_SOURCE_:
┌──

# Spanish attitude to British ex-pats



## cordoba (Apr 27, 2008)

I've read a lot of people say that the Spanish don't mind the British influx at all, but I've had a few of experiences in my limited travels in Spain so far that suggests to me thats not entirely true.

For example, I was getting my bag x-rayed in the entrance to one of the museums in Madrid and was slightly flumexed when spoken to in rapid fire Spanish. After picking up my bag when it came out the scanner one of the security barked nastilly 'Learn Spanish'. That was a bit unpleasant as I spend 2 hours each day learning Spanish and have no intention of being the type of Brit who has no wish to integrate.

Mayby I'm oversensitive or mayby I've just been unlucky but I'm a little bit worried after reading about the Lewis Hamilton affair. I'm not a PC fanatic but there are some legal and social protections against racism in Spain aren't there?


----------



## jojo (Sep 20, 2007)

I think the Spanish embrace the British, afterall, it was the tourism industry that really kicked off their ecconomy. However, we must try to intergrate into their way of life and the first thing to do is to learn their language - even if you just try to start with. I've found them great, friendly and kind - even the nasty policeman who nearly gave me a parking ticket the other day !!!!

I used to feel like that when I lived in the UK, I'd get quite irritated if immigrants didnt try to be british and speak the language.

Thats what I like about Spain, they dont try to ammend their ways, culture and life to be like immigrants, we have to conform or go back to the UK!

As for PC and racism protection - I havent seen any thankfully!! They say what they think here - freedom of speach and long may it continue


Jo


----------



## Stravinsky (Aug 12, 2007)

If you come here expecting the Spanish to bend to your whims, dont bother to even attempt to speak the language or you behave like an idiot then you aren't going to be made as welcome as you would like to.

└──

_ENTRIES PROVIDED_:
┌──

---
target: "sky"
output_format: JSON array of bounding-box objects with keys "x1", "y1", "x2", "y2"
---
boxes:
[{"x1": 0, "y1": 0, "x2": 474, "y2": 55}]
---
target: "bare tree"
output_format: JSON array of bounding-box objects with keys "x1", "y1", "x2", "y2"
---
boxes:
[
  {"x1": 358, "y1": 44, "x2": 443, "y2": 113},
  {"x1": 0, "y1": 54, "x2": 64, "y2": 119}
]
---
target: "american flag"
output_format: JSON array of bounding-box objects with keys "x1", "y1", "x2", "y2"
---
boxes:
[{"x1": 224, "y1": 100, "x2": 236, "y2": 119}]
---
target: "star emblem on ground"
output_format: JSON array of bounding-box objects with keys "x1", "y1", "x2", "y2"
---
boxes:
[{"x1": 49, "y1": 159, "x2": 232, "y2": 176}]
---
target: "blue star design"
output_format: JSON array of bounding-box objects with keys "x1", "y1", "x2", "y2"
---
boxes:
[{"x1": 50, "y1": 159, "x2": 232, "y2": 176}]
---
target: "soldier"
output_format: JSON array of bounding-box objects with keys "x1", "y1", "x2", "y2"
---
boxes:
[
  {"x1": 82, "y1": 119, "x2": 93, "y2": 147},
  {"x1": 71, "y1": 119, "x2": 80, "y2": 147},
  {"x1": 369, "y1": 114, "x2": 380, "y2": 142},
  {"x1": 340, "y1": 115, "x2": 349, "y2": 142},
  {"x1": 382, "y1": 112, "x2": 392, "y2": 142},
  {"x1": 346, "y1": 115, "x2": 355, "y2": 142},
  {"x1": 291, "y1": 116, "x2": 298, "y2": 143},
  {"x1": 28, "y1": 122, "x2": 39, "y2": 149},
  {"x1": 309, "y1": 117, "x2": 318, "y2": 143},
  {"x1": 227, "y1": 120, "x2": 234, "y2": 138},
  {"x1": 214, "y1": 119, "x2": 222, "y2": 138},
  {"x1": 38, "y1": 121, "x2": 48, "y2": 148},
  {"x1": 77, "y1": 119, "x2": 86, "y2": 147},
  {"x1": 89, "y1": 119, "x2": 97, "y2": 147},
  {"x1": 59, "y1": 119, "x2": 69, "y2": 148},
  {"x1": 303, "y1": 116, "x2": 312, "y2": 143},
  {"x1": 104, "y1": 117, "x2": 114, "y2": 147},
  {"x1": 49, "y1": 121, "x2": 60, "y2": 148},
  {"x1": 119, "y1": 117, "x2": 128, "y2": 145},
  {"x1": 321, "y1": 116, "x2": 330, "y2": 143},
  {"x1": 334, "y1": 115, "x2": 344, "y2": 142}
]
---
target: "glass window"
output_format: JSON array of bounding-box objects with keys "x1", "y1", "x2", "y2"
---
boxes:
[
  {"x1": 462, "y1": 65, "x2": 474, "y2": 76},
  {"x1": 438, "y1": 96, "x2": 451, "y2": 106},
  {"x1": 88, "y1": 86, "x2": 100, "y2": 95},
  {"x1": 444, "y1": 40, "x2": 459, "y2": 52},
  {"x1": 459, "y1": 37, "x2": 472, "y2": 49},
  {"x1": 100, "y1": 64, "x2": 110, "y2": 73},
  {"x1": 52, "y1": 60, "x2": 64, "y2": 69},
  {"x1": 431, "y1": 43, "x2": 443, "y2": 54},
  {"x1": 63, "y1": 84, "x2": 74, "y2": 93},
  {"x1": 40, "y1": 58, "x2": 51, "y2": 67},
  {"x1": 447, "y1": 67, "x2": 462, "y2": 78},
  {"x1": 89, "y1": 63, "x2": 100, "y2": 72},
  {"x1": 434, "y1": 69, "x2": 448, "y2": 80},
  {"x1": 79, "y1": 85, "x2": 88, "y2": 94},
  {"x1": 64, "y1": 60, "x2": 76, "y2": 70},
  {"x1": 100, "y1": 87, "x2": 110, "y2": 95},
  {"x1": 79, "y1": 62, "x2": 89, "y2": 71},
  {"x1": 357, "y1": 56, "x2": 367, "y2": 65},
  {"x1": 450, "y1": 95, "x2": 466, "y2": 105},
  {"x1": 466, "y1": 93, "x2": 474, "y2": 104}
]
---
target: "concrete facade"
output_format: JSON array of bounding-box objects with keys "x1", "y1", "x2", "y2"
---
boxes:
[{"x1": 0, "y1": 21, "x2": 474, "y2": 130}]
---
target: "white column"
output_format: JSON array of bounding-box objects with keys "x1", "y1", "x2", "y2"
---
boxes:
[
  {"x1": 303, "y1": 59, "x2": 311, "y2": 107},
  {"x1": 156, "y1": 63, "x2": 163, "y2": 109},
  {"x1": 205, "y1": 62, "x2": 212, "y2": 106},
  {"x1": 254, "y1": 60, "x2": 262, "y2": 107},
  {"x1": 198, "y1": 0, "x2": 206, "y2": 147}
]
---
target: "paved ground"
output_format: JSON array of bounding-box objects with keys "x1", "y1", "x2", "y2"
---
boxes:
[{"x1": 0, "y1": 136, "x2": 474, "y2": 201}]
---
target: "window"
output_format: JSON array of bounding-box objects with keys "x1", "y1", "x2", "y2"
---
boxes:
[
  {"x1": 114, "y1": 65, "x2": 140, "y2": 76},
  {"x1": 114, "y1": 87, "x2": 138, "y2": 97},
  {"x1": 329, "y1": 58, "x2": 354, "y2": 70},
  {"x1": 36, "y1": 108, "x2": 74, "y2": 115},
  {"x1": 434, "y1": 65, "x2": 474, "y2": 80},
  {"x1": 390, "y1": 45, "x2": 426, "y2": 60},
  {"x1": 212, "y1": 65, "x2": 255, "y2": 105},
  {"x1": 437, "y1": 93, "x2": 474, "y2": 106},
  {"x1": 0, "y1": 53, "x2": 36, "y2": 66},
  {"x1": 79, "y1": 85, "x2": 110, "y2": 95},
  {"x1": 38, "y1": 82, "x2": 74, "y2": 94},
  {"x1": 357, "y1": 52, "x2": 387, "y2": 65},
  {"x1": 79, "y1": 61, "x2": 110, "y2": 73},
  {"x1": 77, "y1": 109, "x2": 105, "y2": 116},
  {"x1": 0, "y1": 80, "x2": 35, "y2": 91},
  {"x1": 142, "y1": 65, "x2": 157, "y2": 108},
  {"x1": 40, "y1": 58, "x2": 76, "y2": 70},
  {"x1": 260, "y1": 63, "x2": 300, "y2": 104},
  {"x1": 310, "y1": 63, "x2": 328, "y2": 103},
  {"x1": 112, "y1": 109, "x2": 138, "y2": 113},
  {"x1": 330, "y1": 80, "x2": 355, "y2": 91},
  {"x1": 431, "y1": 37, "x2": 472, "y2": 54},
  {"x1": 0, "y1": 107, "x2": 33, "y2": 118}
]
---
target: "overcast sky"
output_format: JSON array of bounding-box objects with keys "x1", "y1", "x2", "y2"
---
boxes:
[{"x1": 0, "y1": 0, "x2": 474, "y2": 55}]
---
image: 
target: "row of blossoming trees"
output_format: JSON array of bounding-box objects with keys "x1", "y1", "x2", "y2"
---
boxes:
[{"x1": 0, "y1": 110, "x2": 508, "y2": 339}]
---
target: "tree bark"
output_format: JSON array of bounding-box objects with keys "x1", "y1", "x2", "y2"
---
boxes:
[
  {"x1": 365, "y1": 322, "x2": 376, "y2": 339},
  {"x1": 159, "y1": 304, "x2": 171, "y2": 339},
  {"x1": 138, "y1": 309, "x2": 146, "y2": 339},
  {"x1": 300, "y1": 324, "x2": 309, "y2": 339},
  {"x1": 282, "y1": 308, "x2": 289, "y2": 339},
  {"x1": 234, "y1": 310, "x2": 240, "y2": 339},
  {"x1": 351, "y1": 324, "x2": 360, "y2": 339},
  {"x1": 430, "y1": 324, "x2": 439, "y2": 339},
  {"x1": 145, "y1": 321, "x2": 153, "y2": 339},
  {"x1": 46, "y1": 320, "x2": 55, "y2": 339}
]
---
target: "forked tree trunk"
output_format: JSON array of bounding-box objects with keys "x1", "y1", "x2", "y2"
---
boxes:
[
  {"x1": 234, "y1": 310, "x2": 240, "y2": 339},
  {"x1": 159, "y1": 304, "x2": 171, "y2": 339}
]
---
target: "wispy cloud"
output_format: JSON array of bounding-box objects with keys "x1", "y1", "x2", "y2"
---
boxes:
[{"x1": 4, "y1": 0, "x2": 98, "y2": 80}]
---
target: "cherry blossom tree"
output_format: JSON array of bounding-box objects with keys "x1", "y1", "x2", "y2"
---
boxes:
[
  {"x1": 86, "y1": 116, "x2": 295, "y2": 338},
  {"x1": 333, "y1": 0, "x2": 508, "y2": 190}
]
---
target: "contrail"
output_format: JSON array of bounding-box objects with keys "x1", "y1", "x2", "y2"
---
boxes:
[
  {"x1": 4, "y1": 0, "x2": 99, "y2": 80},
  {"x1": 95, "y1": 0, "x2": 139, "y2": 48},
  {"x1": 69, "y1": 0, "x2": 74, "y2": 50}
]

└──

_EXERCISE REQUIREMENTS_:
1. In the forum thread on Spanish attitudes toward British expats, reproduce the passage starting with "I've read a" and going on through "not entirely true.", changing "British influx" to "arrival of Britons".
2. Condense the paragraph of the forum thread on Spanish attitudes toward British expats that begins "For example, I was getting my bag" into two sentences, keeping its main facts.

_EXERCISE RESULTS_:
1.
I've read a lot of people say that the Spanish don't mind the arrival of Britons at all, but I've had a few of experiences in my limited travels in Spain so far that suggests to me thats not entirely true.

2. While a bag was being x-rayed at the entrance to a Madrid museum, the writer was flustered by rapid Spanish, and a security guard nastily barked "Learn Spanish" as the bag was collected. This felt unpleasant because the writer spends two hours a day learning Spanish and does not intend to be the type of Brit who has no wish to integrate.